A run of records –
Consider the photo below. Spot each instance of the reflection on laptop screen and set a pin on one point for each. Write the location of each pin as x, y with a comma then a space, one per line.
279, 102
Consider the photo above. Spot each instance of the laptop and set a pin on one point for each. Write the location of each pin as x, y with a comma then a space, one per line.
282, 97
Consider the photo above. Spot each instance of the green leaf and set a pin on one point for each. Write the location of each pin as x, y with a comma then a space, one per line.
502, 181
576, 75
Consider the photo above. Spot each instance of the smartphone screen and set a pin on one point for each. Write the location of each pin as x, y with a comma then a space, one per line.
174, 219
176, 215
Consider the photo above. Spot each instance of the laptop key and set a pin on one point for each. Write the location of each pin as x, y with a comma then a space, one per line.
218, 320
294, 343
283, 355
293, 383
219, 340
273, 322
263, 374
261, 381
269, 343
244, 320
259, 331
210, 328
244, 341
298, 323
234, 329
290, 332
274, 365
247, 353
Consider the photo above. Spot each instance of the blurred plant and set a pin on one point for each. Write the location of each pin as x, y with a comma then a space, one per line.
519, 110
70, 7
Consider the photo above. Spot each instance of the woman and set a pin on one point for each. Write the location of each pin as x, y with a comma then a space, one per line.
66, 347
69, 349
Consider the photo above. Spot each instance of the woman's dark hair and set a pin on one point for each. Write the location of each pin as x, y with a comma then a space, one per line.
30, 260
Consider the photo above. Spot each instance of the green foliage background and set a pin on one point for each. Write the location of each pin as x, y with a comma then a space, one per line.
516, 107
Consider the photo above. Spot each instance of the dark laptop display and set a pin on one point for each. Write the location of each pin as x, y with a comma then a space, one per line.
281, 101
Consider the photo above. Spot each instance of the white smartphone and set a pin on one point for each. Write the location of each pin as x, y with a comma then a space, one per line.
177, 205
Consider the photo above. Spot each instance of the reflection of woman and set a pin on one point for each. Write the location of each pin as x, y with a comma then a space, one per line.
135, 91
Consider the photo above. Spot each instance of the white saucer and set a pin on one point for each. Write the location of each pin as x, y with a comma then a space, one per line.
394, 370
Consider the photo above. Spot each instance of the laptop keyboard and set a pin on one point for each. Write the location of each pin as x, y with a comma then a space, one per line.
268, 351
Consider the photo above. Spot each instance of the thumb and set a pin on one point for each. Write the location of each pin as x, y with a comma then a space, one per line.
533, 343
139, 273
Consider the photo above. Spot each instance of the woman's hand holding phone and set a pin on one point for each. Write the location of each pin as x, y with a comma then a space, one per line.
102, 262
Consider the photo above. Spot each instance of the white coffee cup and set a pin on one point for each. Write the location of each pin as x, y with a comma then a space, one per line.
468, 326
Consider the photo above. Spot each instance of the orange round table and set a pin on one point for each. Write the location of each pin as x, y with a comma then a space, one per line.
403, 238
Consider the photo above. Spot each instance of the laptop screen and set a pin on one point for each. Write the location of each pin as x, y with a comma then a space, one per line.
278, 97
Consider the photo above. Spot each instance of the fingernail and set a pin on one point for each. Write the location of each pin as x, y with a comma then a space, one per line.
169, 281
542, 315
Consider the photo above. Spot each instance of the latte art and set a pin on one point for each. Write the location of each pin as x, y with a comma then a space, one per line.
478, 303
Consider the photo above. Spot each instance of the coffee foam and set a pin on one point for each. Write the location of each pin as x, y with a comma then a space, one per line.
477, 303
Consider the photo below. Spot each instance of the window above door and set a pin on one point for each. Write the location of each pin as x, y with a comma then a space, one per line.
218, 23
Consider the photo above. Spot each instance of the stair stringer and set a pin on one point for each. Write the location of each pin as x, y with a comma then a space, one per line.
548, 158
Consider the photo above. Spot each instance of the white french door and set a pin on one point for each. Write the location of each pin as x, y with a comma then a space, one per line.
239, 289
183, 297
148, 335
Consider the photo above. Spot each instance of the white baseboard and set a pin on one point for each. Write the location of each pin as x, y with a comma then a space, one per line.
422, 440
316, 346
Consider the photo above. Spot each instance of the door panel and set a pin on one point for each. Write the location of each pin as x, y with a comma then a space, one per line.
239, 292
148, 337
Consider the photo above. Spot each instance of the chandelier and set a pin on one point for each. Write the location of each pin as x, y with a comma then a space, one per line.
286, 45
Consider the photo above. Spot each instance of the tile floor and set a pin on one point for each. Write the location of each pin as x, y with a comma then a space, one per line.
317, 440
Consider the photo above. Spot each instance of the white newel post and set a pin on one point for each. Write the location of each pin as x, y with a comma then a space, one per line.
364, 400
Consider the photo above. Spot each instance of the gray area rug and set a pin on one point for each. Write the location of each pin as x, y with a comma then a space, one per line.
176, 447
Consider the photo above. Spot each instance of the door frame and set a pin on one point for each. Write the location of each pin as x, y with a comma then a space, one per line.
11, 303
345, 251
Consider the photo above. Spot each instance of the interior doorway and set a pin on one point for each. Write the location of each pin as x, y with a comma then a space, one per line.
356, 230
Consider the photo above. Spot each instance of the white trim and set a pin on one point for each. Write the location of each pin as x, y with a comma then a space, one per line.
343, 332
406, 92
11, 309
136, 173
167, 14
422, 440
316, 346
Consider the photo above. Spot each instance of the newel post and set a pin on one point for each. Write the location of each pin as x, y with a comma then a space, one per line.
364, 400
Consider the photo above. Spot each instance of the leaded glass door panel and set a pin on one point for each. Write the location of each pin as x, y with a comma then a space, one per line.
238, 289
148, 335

Your instructions – Please restate the whole listing word for word.

Written answer –
Consider the photo below. Spot each instance of the reflection on laptop screen and set a pin on one point for each. Write the location of each pin as x, y with a comma then a space, one per line.
279, 102
Consider the photo above. Spot each instance of the laptop and set a pin on one point for each. Write the location of each pin as x, y with a comma then a space, one per line.
282, 97
Consider the photo above. Spot each instance of the green leaf and set a pin on one point for each. Write the location of each pin as x, y with a comma then a space, one per line.
502, 181
576, 75
Consider the photo above. Spot each instance of the smartphone screen and set a pin on one point for each. Write the location of each pin as x, y with a comma then a space, one per line.
174, 219
176, 215
Consider the photo above. Spot each instance of the laptop key and set a pin on one point for each. Write the location of each pin as x, y with a comma then a space, one per line.
218, 320
294, 343
283, 355
293, 383
219, 340
273, 322
263, 374
261, 381
269, 343
244, 320
259, 331
210, 328
244, 341
298, 323
234, 329
290, 332
274, 365
247, 353
Consider the photo above. Spot each instance of the blurred plant and set a pin on one point for each. Write the location of each pin as x, y with a comma then a space, one per line.
519, 110
70, 7
Consider the photo above. Spot each instance of the woman and set a pin on one point for each. Write the location of each pin as x, y with a comma then a space, one per line.
66, 347
69, 349
Consider the photo above. Spot each instance of the woman's dark hair and set a pin on one point for each. Write the location of each pin as x, y with a comma then a space, one per line.
30, 260
Consider the photo above. Spot each instance of the green foliage background and set a pin on one point for each. Write the location of each pin as x, y with a comma then a space, one per line.
516, 107
Consider the photo above. Spot each instance of the dark laptop display and set a pin on one point for each. Write the location of each pin as x, y with a comma then a space, one per line.
281, 101
Consider the photo above. Spot each instance of the white smartphone and set a pin on one point for each. Write the location of each pin as x, y with a comma then a space, one per line.
177, 205
Consider the photo above. Spot each instance of the reflection of woman and set a pin on one point for each. Write the location of each pin as x, y with a comma then a space, one per line.
135, 91
Consider the photo above. Spot each instance of the white saucer and set a pin on one point for each. Write the location of each pin as x, y with a comma then a space, one per line.
394, 370
Consider the photo above. Spot each instance of the laptop keyboard and set a pin on one point for each. Write the location of each pin as x, y with a comma then a space, one per line.
268, 351
Consider the photo above. Spot each instance of the thumb and set a pin on one point for each. Write the location of each pin as x, y with a comma then a space, one per line.
533, 343
139, 273
Consider the photo above. Spot each instance of the woman's hand holding phone and set a pin on one point for each. Write the location of each pin as x, y with a comma then a space, one per line.
102, 262
Consider the photo above. Spot each instance of the white coffee cup and set a pin on one point for each. Write the location of each pin as x, y with a comma then a space, one per line.
468, 326
Consider the photo above. Spot each instance of the orange round table and set a pin on one point for each. Write the location of each pin as x, y with a comma then a space, one per line.
403, 238
Consider the photo above. Spot each instance of the laptop screen and set a pin on one point for each. Write the location of each pin as x, y with a comma then a space, one per line.
278, 97
Consider the photo above. Spot each instance of the fingernail and set a pin on one point for each. Write the location of each pin as x, y with a comma then a space, one per line.
169, 281
542, 315
Consider the photo above. Spot each instance of the latte art and set a pin on one point for each. Write the location of each pin as x, y with a comma then a space, one per line.
478, 303
Consider the photo above. Spot each instance of the coffee foam and set a pin on one point for each. Write the location of each pin as x, y with a comma then a space, one per line.
477, 303
Consider the photo below. Spot each instance of the window above door and set a pin on one point for each. Write the location of each pin as x, y with a comma then a space, one per line.
218, 23
Consider the photo above. Spot each instance of the stair stringer and set a pin on one point for each. Write the location of each pin as x, y with a comma then a space, one per line.
548, 158
Consider the photo above. Spot each instance of the white french door and set a pin on one point for each. Write the location of each pin as x, y with a comma then a space, one per line.
239, 289
183, 297
148, 335
Consider the photo above. Spot each instance of the white baseboard and set a pin on one point for each. Write the location of each pin as x, y with a comma then a space, one per line.
422, 440
316, 346
Consider the photo above. Spot each instance of the door panel and set a pin on one point for each. Write the location of each pin as x, y with a comma then a space, one per line.
239, 292
148, 337
Consider the photo above. Spot each instance of the chandelier and set a pin on one point for each. Write the location of each pin as x, y with a comma then a space, one per line.
286, 45
Consider the photo above. Spot each instance of the tile floor and set a pin on one point for each. Write the location of each pin as x, y with a comma then a space, one per line.
317, 440
Consider the photo above. Spot each instance of the white newel post and set a pin on one point for each. Write the location of each pin as x, y with a comma then a space, one per line.
364, 400
Consider the photo above. Spot each instance of the gray area rug and set a pin on one point for each. Write the location of each pin as x, y with a comma then a space, one per line.
176, 447
Consider the photo above. Spot each instance of the door frame and set a pin on one point for each. Write the location of each pin as x, y with a comma then a space, one per line.
11, 303
345, 251
Consider the photo above. Spot each instance of the interior doorway and set a pin on one point for each. Write the location of each pin as x, y with a comma then a space, one per line.
356, 230
Consider the photo above. Spot each instance of the white trim and set a pin on one point for each. Write the location of each pin as x, y with a comma then a space, one per line.
343, 332
406, 92
11, 309
136, 173
167, 14
422, 440
316, 346
Consider the photo above. Spot each instance of the newel post and set a pin on one point for each. Write the location of each pin as x, y with a comma then a space, one per line.
364, 400
Consider the photo above. Spot each instance of the leaded glass door panel and set a pin on one point for each. Write the location of each pin as x, y with a comma then a space, one per line.
238, 289
148, 335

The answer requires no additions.